> **WHAT THE TASK ASKS**
Return all of the data below word for word, leaving out the pictures.

######

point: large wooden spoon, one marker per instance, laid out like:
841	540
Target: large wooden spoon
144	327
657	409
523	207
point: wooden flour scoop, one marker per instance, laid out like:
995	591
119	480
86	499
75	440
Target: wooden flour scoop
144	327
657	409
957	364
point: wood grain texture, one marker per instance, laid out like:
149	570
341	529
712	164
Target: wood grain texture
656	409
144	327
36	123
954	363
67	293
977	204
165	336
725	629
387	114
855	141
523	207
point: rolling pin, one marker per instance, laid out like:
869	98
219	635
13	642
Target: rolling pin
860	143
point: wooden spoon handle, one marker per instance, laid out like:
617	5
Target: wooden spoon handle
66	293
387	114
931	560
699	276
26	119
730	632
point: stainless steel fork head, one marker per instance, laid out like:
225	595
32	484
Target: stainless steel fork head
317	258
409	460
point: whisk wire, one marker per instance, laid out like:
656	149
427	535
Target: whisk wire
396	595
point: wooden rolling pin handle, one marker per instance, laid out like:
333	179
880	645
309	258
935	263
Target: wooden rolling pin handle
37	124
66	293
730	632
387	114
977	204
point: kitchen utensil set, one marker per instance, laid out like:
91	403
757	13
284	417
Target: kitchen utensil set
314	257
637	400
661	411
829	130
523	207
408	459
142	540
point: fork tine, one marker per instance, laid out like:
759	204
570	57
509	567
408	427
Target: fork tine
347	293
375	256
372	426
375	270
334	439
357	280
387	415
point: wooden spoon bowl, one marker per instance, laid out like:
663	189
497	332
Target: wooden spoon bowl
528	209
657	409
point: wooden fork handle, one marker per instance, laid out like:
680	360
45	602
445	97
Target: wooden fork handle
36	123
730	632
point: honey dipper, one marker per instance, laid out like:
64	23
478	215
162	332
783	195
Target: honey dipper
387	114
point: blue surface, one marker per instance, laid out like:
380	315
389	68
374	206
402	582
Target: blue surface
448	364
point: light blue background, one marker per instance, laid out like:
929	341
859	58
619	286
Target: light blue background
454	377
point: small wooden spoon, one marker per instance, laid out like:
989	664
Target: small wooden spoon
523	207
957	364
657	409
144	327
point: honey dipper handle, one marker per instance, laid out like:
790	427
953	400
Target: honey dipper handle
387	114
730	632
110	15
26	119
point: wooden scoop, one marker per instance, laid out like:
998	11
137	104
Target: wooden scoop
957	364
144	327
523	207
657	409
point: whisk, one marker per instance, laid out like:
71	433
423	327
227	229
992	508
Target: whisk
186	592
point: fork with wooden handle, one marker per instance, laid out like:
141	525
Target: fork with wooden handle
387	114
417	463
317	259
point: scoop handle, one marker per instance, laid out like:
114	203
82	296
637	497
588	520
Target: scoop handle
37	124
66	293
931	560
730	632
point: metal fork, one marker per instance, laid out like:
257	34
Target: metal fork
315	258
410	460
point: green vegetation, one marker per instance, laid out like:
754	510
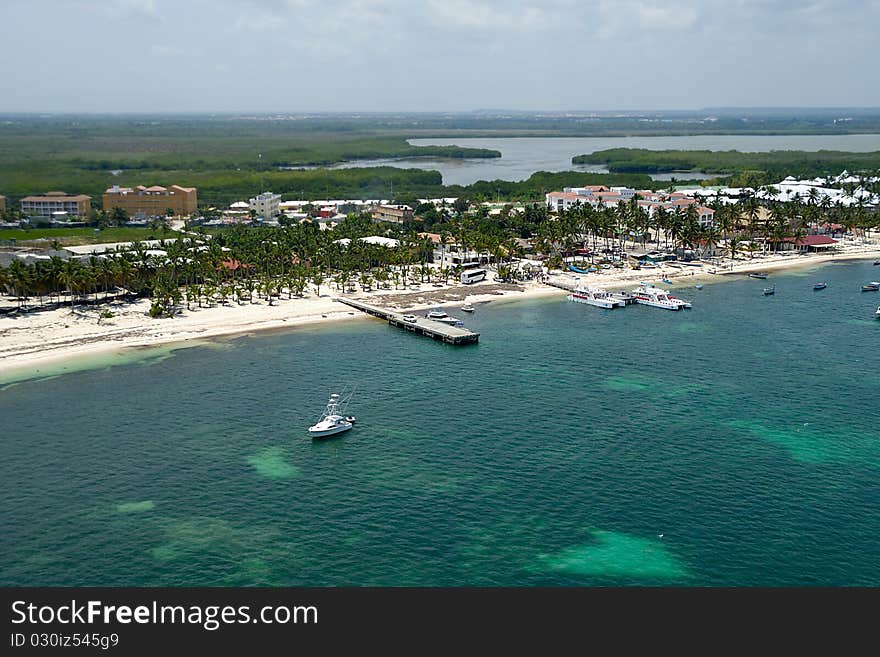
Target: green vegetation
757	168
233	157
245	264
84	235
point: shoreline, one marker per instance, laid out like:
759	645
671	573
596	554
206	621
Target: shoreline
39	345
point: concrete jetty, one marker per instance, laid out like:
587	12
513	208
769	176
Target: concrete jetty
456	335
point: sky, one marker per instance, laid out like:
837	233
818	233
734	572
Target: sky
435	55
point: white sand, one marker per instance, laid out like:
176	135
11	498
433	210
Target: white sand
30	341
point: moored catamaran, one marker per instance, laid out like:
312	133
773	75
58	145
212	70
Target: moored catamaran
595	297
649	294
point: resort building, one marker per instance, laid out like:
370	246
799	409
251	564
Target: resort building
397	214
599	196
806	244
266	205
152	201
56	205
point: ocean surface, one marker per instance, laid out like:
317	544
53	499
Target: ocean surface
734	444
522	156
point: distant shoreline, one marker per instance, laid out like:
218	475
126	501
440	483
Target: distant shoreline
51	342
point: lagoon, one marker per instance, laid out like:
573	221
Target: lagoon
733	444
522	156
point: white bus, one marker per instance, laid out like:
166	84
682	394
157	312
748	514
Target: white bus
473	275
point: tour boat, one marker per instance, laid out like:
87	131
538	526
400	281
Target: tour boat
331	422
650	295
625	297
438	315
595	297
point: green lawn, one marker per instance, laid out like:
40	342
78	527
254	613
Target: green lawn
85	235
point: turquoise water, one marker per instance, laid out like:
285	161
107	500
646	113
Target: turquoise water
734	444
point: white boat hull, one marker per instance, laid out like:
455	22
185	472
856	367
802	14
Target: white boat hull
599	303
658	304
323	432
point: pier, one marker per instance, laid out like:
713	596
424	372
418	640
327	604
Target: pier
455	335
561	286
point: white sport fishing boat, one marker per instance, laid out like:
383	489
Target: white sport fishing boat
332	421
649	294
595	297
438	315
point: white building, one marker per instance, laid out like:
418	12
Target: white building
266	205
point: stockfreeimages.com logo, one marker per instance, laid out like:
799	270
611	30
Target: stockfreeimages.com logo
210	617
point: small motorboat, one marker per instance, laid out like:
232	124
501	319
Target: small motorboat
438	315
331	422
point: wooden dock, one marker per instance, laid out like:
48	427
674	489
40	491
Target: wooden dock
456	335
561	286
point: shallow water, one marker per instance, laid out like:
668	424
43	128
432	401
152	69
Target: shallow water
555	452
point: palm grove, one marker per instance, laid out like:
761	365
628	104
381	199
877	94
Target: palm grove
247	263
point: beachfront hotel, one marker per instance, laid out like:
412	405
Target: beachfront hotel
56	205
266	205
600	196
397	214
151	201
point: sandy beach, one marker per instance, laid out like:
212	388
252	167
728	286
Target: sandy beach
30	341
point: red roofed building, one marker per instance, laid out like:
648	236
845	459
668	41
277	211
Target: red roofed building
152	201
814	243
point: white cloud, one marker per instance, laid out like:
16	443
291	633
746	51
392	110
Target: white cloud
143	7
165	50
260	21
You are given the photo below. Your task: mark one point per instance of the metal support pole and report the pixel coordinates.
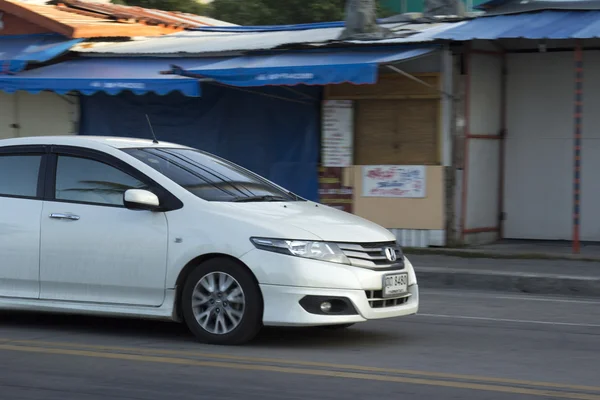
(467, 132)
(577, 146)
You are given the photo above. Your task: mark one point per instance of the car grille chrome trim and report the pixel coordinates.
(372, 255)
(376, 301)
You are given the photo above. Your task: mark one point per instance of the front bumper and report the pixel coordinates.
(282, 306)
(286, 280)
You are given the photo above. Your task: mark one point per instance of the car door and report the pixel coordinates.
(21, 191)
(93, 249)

######

> **FINISHED TASK**
point: large wooden spoon, one marker per instance, laid out like:
841	540
Target: large wooden spoon
144	327
657	409
523	207
point: wooden flour scoop, one marker per instance, laid out like:
995	591
119	480
86	499
75	440
Target: wooden flour scoop
144	327
657	409
957	364
point: wood grain texture, one marker per instance, laid out like:
149	570
341	529
712	164
Target: wood grain texture
656	409
144	327
36	123
954	363
67	293
977	204
165	336
725	629
387	114
855	141
523	207
point: rolling pin, one marker per instance, laid out like:
869	98
219	635
13	642
Target: rolling pin
860	143
point: wooden spoon handle, one marker per instance, laid out like:
617	5
Target: wooden spoon handle
66	293
387	114
931	560
699	276
26	119
730	632
point: stainless steel fork head, one marker per instance, laid out like:
225	595
32	484
Target: stainless steel fork head
317	258
409	460
point: whisk wire, one marker per instance, laid out like:
656	149
427	535
Target: whisk wire
396	595
point: wooden rolling pin handle, one marker per instance, laid out like:
333	179
880	645
309	258
935	263
Target: wooden rolling pin handle
37	124
66	293
730	632
387	114
977	204
point: kitchen utensil set, one marker per instance, laid out like:
91	403
757	13
284	417
Target: kitchen utensil set
314	257
637	400
661	411
829	130
523	207
408	459
142	540
point: fork tine, one marker per instance, laid out like:
759	204
570	57
509	567
408	427
Target: fork tine
347	293
375	256
372	426
375	270
334	439
357	280
387	415
point: wooden spoon bowl, one marker per instance, laid out like:
663	189
497	332
Target: wooden spoon bowl
528	209
657	409
point: wooden fork handle, one marker per instance, laid out like:
680	360
45	602
445	97
Target: wooden fork handle
36	123
730	632
point: honey dipper, one marker per instance, laid out like:
64	23
478	215
162	332
783	195
Target: honey dipper
387	114
point: blue surface, one marker per instance, laid out like:
380	315
389	68
374	206
402	582
Target: blue surface
448	364
point: light blue background, one marker per instance, laid out like:
929	341
859	58
619	286
Target: light blue background
454	377
point: small wooden spoon, one marker per instance, laid out like:
989	664
Target: small wooden spoon
523	207
957	364
657	409
144	327
point: honey dipper handle, one marker per instance, laid out like:
790	427
953	400
Target: honey dipper handle
387	114
730	632
110	15
26	119
point: wooden scoop, one marker per instance, laid out like:
998	11
137	104
Target: wooden scoop
957	364
144	327
523	207
657	409
point: whisk, one marker per instance, laid out like:
71	433
423	327
227	229
992	508
Target: whisk
186	592
point: fork with wooden handle, one marker per instance, laid out like:
141	525
Target: fork with wooden handle
387	114
417	463
317	259
point: scoop handle, one marker per instance, laid out like:
114	203
82	296
637	497
588	520
Target: scoop handle
37	124
66	293
931	560
730	632
point: metal fork, one marker per instance, laid out like:
257	34
Target: metal fork
315	258
410	460
point: green vegetation, one marker per instance, laid out like:
754	510
Target: green vegetation
757	168
233	157
245	264
84	235
point: shoreline, one marker per instance, laid out like:
759	645
671	573
596	554
206	621
Target: shoreline
39	345
point: concrete jetty, one marker per instance, laid out like:
587	12
513	208
769	176
Target: concrete jetty
456	335
point: sky, one marker per instance, laid out like:
837	233
818	233
734	572
Target: sky
435	55
point: white sand, one marker per instance, laid out like:
176	135
11	498
433	210
Target: white sand
30	341
point: moored catamaran, one marker per instance, laid out like:
312	133
773	75
58	145
212	70
Target: moored catamaran
595	297
649	294
point: resort building, one marker per instance, laid out like:
370	246
799	409
251	564
Target: resort building
397	214
599	196
806	244
266	205
152	201
56	205
point: ocean surface, one marker per instance, laid out like:
317	544
53	499
Target: ocean surface
734	444
522	156
point: distant shoreline, one marker per instance, laid out like:
218	475
126	501
440	483
Target: distant shoreline
51	342
point: lagoon, one marker per instance, laid out like:
573	221
Target: lagoon
733	444
522	156
point: white bus, one marker per instance, laid out like:
166	84
682	394
157	312
748	514
Target: white bus
473	275
point: tour boat, one marker per instance, laid out like:
87	131
538	526
400	281
Target: tour boat
331	422
650	295
625	297
438	315
595	297
point: green lawn, one marker per instance, laid out like:
40	342
78	527
254	613
Target: green lawn
85	235
point: turquoise water, one marker per instance, laid out like:
285	161
107	500
646	113
Target: turquoise water
734	444
point: white boat hull, one marker per instance, laid out like:
455	22
185	472
856	367
802	14
Target: white boat hull
599	303
658	304
323	432
point: pier, one marker per instance, laid out like:
713	596
424	372
418	640
327	604
Target: pier
455	335
561	286
point: white sport fishing boat, one marker per instance, laid out like:
383	489
Target: white sport fishing boat
332	421
649	294
595	297
438	315
point: white building, one marker per instance, laid out like:
418	12
Target: white building
266	205
point: stockfreeimages.com logo, one marker per instance, laid out like:
799	270
611	30
Target: stockfreeimages.com logo
210	617
point: small motorboat, one marker per instance, laid out like:
232	124
501	319
Target: small motorboat
438	315
331	422
point: wooden dock, one marker per instance, laid out like:
48	427
674	489
40	491
Target: wooden dock
456	335
561	286
point: shallow water, one marker per instance, laid out like:
668	424
43	128
432	401
152	69
Target: shallow water
555	452
point: palm grove, one marker per instance, laid out like:
761	365
628	104
381	199
877	94
Target: palm grove
247	263
point: beachfront hotel, one marker per instance, laid out like:
412	405
Target: beachfront hotel
56	205
266	205
600	196
397	214
151	201
point: sandy beach, one marker per instance, laid out like:
212	388
252	167
728	286
Target: sandy beach
30	341
point: red roofed building, one marker per instance, laid out like:
648	236
845	459
668	41
277	211
Target: red roofed building
152	201
814	243
point: white cloud, one marker per instance, laid out like:
16	443
291	633
746	51
392	110
Target: white cloud
143	7
165	50
260	21
You are given the photo below. Your task: mark one point per instance of the metal support pole and report the pixel coordinates.
(467, 132)
(577, 146)
You are given the photo above. Your task: mark one point per instance of the car grille chrome trim and report the pixel coordinates.
(372, 255)
(376, 301)
You are given the photo above. Your task: mark one point per instance of the front bumper and report the pixel coordinates.
(282, 306)
(286, 280)
You are given the photo above. Your task: mark one point per instance of the car door and report the pixel coordinates.
(21, 191)
(93, 249)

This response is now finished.